:: Job ::
Can you put the lines below into a JSON list of strings, one string per line, with any blank lines left out?

:: Data in this exercise ::
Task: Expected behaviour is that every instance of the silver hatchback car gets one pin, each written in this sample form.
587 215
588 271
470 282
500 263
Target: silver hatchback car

:: Output for this exercise ::
[
  "Task: Expected behaviour is that every instance of the silver hatchback car gets one pin, each written in this sample form.",
  "587 215",
  "588 271",
  "470 282",
  "500 263",
  "Target: silver hatchback car"
]